Exact copies of the records below are required.

§ **Natural-language object grounding data**:
┌────────
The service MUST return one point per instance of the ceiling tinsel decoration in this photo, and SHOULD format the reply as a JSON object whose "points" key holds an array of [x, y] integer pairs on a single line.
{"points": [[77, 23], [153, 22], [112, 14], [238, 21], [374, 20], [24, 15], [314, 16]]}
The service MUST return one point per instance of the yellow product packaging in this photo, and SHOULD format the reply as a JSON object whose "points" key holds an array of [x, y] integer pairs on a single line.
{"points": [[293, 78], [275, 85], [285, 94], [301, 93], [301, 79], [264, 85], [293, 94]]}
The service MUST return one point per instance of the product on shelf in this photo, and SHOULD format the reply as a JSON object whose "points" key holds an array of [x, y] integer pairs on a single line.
└────────
§ **EXERCISE RESULT**:
The service MUST return one point per instance of the ceiling tinsel decoration in this photo, and SHOULD format the reply as a JSON object whose "points" key holds an array of [x, y] integer pairs on a single line.
{"points": [[77, 23], [153, 22], [112, 14], [238, 21], [374, 20], [24, 15], [314, 16]]}
The service MUST return one point per instance of the yellow product packaging in this photo, and SHOULD format the reply as a JSON object whose "points" key holds an array of [x, y] integer pairs on a single line.
{"points": [[293, 78], [275, 85], [285, 94], [301, 93], [301, 79], [264, 85], [293, 94]]}
The service MUST return one point per instance of the product on shelf in this photo, and SHOULD format the reply as a JSON object whose "points" key holds an array of [x, y] integer pairs on a single line.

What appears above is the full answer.